→ **HOW TO COMPLETE THIS TASK**: Please return every entry below exactly as written, without any of its pictures.

→ **AVAILABLE RECORDS**:

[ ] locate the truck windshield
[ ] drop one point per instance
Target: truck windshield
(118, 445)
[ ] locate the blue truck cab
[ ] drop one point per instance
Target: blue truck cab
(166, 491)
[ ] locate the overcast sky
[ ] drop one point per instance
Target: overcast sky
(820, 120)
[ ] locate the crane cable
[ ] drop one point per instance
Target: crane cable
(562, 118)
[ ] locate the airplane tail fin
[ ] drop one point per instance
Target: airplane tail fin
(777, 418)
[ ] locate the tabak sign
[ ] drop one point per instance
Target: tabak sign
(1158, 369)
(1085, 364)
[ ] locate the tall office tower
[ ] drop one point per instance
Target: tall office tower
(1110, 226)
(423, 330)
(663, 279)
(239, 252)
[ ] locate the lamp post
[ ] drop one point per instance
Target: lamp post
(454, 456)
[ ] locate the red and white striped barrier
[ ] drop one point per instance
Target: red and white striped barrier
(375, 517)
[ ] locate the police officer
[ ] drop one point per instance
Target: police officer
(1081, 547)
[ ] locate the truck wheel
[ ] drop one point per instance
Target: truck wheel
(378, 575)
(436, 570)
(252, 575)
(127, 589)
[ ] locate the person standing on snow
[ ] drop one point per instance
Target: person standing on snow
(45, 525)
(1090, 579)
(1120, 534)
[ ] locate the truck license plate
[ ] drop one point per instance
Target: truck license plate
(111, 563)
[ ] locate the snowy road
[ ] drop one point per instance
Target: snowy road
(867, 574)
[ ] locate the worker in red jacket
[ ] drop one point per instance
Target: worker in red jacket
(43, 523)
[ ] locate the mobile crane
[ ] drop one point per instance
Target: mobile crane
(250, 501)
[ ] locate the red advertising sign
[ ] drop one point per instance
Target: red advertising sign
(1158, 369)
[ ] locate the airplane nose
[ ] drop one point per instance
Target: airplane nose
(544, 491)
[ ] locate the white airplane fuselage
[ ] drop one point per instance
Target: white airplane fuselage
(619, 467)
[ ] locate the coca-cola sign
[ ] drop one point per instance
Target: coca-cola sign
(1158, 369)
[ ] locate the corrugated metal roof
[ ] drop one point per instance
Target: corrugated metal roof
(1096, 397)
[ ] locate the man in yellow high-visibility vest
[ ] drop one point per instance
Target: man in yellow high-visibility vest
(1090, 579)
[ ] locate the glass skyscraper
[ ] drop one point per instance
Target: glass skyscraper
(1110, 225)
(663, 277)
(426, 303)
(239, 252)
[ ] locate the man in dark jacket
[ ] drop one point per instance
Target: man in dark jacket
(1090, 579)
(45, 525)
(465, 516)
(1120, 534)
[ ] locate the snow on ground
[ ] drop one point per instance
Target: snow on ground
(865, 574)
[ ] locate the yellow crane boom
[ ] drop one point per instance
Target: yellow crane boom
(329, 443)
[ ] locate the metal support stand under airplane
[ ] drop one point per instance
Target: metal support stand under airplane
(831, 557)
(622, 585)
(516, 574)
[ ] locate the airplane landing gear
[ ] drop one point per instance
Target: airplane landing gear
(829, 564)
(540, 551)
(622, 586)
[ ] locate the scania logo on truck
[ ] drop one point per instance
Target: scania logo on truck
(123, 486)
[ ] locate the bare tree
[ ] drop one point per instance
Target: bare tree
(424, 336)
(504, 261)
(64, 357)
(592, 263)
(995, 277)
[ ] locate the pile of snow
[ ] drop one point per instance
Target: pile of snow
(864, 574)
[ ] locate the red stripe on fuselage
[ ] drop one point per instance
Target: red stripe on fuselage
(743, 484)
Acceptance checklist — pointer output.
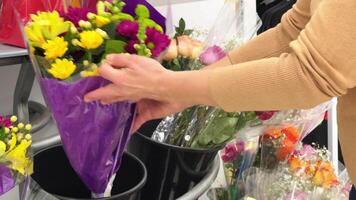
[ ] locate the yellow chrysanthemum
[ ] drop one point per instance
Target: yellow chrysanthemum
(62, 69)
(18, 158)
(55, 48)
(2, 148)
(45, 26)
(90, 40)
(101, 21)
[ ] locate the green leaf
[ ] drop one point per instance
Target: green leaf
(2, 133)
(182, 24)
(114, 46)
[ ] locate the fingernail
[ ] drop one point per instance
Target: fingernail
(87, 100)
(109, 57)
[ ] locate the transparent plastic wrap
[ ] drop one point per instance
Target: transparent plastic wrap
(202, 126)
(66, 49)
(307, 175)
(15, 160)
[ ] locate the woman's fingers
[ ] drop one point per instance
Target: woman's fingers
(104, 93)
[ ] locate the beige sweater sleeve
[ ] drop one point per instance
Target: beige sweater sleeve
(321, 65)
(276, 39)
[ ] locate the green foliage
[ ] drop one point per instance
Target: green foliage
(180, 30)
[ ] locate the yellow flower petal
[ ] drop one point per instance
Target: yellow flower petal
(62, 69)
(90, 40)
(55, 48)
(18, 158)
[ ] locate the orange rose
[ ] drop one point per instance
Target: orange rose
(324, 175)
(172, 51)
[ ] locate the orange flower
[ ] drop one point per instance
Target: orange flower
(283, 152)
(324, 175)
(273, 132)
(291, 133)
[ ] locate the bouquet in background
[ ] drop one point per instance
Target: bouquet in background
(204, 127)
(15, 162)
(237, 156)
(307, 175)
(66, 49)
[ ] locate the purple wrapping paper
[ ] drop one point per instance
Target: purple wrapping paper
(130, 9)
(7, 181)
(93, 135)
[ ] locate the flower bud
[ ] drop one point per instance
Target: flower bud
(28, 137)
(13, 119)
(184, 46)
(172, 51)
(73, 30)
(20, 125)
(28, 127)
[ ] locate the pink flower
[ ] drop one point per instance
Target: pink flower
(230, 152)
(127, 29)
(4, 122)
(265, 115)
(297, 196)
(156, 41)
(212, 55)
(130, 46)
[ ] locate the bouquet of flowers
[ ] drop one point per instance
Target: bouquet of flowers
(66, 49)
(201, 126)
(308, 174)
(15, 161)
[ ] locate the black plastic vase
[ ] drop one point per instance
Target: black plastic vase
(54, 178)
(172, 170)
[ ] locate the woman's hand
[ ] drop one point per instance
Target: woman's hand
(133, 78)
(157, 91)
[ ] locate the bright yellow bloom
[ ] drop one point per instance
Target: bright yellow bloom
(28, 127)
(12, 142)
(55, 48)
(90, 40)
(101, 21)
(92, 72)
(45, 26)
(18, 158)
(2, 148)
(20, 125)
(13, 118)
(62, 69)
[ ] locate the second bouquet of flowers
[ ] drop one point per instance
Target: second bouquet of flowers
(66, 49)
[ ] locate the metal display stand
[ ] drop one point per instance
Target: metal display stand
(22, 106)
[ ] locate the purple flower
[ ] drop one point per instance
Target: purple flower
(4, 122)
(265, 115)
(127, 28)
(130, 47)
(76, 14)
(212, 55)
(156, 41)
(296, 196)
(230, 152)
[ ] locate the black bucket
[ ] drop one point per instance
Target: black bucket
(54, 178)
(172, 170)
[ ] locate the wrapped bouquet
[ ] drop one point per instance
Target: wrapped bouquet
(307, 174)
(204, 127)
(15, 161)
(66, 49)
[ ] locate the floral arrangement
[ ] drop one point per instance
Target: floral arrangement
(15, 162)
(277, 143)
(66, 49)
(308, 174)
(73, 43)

→ **RESPONSE TO THIS EXERCISE**:
[ ] locate the truck windshield
[ ] drop one point per instance
Target: truck windshield
(118, 445)
[ ] locate the blue truck cab
[ ] drop one point per instance
Target: blue truck cab
(166, 491)
[ ] locate the overcast sky
[ ] drop one point per instance
Target: overcast sky
(820, 120)
[ ] locate the crane cable
[ ] drop one point per instance
Target: crane cable
(562, 118)
[ ] locate the airplane tail fin
[ ] drop one point per instance
Target: airplane tail fin
(777, 418)
[ ] locate the tabak sign
[ ] drop one point per instance
Target: tabak sign
(1158, 369)
(1085, 364)
[ ] locate the tall office tower
[ ] drop one point per instance
Target: tall office tower
(1110, 226)
(423, 330)
(663, 279)
(239, 252)
[ ] locate the lamp post
[ ] drop one point per instance
Target: lamp post
(454, 456)
[ ] locate the red and white striped barrier
[ ] drop one point per instance
Target: red and white striped barrier
(375, 517)
[ ] locate the police officer
[ ] drop one point per instance
Target: police officer
(1081, 547)
[ ] locate the truck wheel
[ ] drop one point per instance
Target: truck wheel
(378, 575)
(436, 570)
(252, 575)
(127, 589)
[ ] locate the person standing on snow
[ ] drop one point per instance
Target: person standing on snow
(45, 525)
(1090, 579)
(1120, 534)
[ ] locate the truck license plate
[ ] drop one point per instance
Target: truck license plate
(111, 563)
[ ] locate the snowy road
[ ] drop one point per instance
Target: snowy road
(867, 574)
[ ] locate the worker in red jacket
[ ] drop one point per instance
Target: worker in red jacket
(43, 523)
[ ] locate the mobile crane
[ ] drop one point per instance
Target: mobile crane
(250, 501)
[ ] locate the red advertising sign
[ ] drop one point per instance
Target: red advertising sign
(1158, 369)
[ ] locate the airplane nose
[ ] drop one point per instance
Target: airplane nose
(544, 491)
[ ] locate the white airplane fuselage
[ ] drop one point per instance
Target: white airplane fuselage
(619, 467)
[ ] locate the coca-cola sign
[ ] drop one point per instance
Target: coca-cola sign
(1158, 369)
[ ] locate the corrugated metal roof
[ ] drop one point per instance
Target: corrugated metal roof
(1096, 397)
[ ] locate the man in yellow high-visibility vest
[ ] drop one point per instance
Target: man in yellow high-visibility vest
(1090, 579)
[ ] locate the glass skyscraper
[ ] drop one point per instance
Target: glass skyscraper
(1110, 225)
(663, 277)
(426, 303)
(239, 252)
[ ] locate the man in dark jacket
[ ] drop one point per instance
Target: man in dark jacket
(1090, 579)
(45, 525)
(465, 516)
(1120, 534)
[ ] locate the snow on ground
[ ] drop one point per instance
Target: snow on ground
(865, 574)
[ ] locate the yellow crane boom
[ ] drop one point per instance
Target: yellow crane boom
(329, 443)
[ ] locate the metal support stand under airplane
[ ] drop one point per instance
Target: metal support stand under airplane
(831, 557)
(622, 585)
(516, 574)
[ ] locate the airplane landing gear
[ ] drop one point per instance
Target: airplane landing gear
(829, 564)
(540, 551)
(622, 586)
[ ] locate the scania logo on truck
[ ] drop one point per instance
Target: scania logo on truck
(123, 486)
[ ] locate the bare tree
[ ] drop one point per instance
Target: bare tree
(424, 336)
(504, 261)
(64, 357)
(592, 263)
(995, 277)
[ ] locate the pile of snow
[ ] drop one point per instance
Target: pile of snow
(864, 574)
[ ] locate the red stripe on fuselage
[ ] drop one point per instance
Target: red stripe on fuselage
(743, 484)
Acceptance checklist — pointer output.
[ ] locate the yellow chrysanthemum
[ ] drop one point per instance
Target: yellow chrysanthemum
(62, 69)
(18, 158)
(55, 48)
(2, 148)
(45, 26)
(90, 40)
(101, 21)
[ ] locate the green leaf
[ ] drop one point per instance
Target: green leaf
(2, 133)
(182, 24)
(114, 46)
[ ] locate the fingernail
[ ] drop one point per instance
Target: fingernail
(87, 100)
(109, 57)
[ ] locate the transparent plastic wrap
[ ] drop one point per instance
Target: transparent plastic wrap
(202, 126)
(66, 49)
(307, 175)
(15, 160)
[ ] locate the woman's fingers
[ ] drop one point per instance
Target: woman's fingers
(104, 93)
[ ] locate the beige sweater sleeve
[ ] drop one point per instance
Target: beige sweater sleeve
(321, 65)
(276, 39)
[ ] locate the green foliage
[ ] drop one point per instance
Target: green foliage
(180, 30)
[ ] locate the yellow flower petal
[ ] drop one point per instance
Target: yellow flower petal
(62, 69)
(90, 40)
(55, 48)
(18, 158)
[ ] locate the orange rose
[ ] drop one point per instance
Target: orange rose
(324, 175)
(172, 51)
[ ] locate the orange flower
[ ] drop one point per instance
Target: orange flower
(283, 152)
(324, 175)
(273, 132)
(291, 133)
[ ] locate the bouquet in background
[ ] drop one point per instance
Target: bouquet in background
(204, 127)
(15, 162)
(237, 156)
(307, 175)
(66, 49)
[ ] locate the purple wrapping paper
[ ] drop one point per instance
Target: purple wrapping paper
(130, 9)
(7, 181)
(93, 135)
[ ] locate the flower bud
[ ] drop one point per instance
Target: flower bud
(28, 137)
(13, 119)
(184, 46)
(172, 51)
(73, 30)
(20, 125)
(28, 127)
[ ] locate the pink flower
[ ] drop one point per instance
Target: pink flower
(230, 152)
(127, 29)
(4, 122)
(265, 115)
(297, 196)
(156, 41)
(212, 55)
(130, 46)
[ ] locate the bouquet of flowers
[ ] drop one point per instance
Target: bouquet of flowers
(66, 49)
(201, 126)
(308, 174)
(15, 161)
[ ] locate the black plastic vase
[ ] drop one point per instance
Target: black plastic vase
(54, 178)
(172, 170)
[ ] locate the woman's hand
[ ] drop one point per instance
Target: woman's hand
(133, 78)
(157, 91)
[ ] locate the bright yellow bloom
[ ] drop one point per instance
Target: bright yellow bloom
(28, 127)
(12, 142)
(55, 48)
(90, 40)
(101, 21)
(92, 72)
(45, 26)
(18, 158)
(2, 148)
(20, 125)
(13, 118)
(62, 69)
[ ] locate the second bouquet of flowers
[ ] drop one point per instance
Target: second bouquet of flowers
(66, 49)
[ ] locate the metal display stand
[ ] drop one point per instance
Target: metal display stand
(22, 106)
[ ] locate the purple flower
[ ] drop one point per instance
Target: purple flower
(4, 122)
(265, 115)
(127, 28)
(130, 47)
(76, 14)
(212, 55)
(156, 41)
(296, 196)
(230, 152)
[ ] locate the black bucket
[ ] drop one point per instance
Target: black bucket
(54, 178)
(172, 170)
[ ] locate the wrapped bouquet
[ ] drop one point per instance
Target: wrapped bouquet
(307, 174)
(204, 127)
(15, 161)
(66, 49)
[ ] locate the floral arrangement
[ ] drop one point per instance
Target: floral arrangement
(15, 162)
(277, 143)
(66, 49)
(308, 174)
(73, 43)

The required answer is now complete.